_WHAT IS EXPECTED_
Can you retype all of the lines below word for word, with nothing changed?

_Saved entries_
- - - - - - -
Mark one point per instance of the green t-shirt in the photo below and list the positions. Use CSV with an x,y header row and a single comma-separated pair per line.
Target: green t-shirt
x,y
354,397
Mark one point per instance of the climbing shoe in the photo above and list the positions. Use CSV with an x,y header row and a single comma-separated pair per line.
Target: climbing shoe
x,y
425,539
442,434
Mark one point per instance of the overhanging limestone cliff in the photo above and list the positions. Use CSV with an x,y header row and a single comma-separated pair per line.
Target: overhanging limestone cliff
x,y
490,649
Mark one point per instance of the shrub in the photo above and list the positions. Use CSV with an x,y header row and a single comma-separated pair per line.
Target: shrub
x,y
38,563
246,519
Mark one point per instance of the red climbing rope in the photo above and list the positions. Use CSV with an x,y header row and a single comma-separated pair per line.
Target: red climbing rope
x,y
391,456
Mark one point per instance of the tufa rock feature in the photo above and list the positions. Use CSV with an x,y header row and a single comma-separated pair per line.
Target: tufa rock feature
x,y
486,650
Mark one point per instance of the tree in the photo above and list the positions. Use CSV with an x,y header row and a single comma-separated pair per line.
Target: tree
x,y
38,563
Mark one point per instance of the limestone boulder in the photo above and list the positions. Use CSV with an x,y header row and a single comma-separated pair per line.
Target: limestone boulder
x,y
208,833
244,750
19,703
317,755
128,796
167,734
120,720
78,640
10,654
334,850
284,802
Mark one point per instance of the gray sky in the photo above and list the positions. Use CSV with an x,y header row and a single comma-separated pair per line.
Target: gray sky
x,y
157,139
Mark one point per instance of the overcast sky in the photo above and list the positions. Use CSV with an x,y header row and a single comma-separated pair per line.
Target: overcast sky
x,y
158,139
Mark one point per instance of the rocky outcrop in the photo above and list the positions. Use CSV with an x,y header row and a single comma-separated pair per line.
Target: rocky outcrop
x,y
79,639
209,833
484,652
- - - - - - -
_ANSWER TO THIS EXERCISE_
Mark one point per instance of the green t-shirt in the photo below and list the positions. Use CSV with an x,y header row and a single comma-separated pair per line.
Target: green t-shirt
x,y
354,397
Mark one point per instance of the climbing shoe in the photo above and list the positions. Use CSV with an x,y header row and a single comma-separated pair per line.
Target: climbing shoe
x,y
425,539
442,434
Mark one point per instance of the overhanging limestone cliff in the photo above and list the positions. Use CSV with an x,y header row and a single comma-separated pair per line.
Target: overhanging limestone cliff
x,y
490,649
Mark one point per instance of the shrub in the photo above and list the positions. Use CSV with an x,y header row and a single comma-separated pair per line.
Target: shrub
x,y
38,563
246,519
Mark one point per instance of the red climbing rope in the photo above and list the positions. Use CSV with an x,y header row and a single comma-separated pair per line.
Target: red climbing rope
x,y
391,456
Mark one point per instance of the tufa rock feature in the photo above and list the positions. Use CSV with an x,y header row and a single comma-separated pair per line.
Target: tufa rock feature
x,y
486,650
Mark one point per instance of the tree in the photo above and list the positions. Use CSV with an x,y header row and a single comma-separated pair per line.
Target: tree
x,y
38,563
Mark one point per instance of the limestone boulder in the photo above and list the positions. Use CSV with an x,y header row and a single comma-separated pair per line.
Target: limestone boulder
x,y
208,833
244,750
19,703
317,755
128,796
167,734
120,720
78,640
10,654
334,850
284,802
Mark one point per instance of the gray sky in the photo above and list the positions. Use CSV with an x,y header row and a single comma-separated pair per line.
Target: gray sky
x,y
157,139
Mark one point per instance of the overcast sky in the photo above and list the positions. Use CSV with an x,y header row and a single comma-separated pair per line.
Target: overcast sky
x,y
158,139
Mark one point per instance of the rocky outcrop in the photo above and list the positions. Use CSV with an x,y header row and a single comma-separated pair per line.
Target: rocky outcrop
x,y
79,639
209,833
484,652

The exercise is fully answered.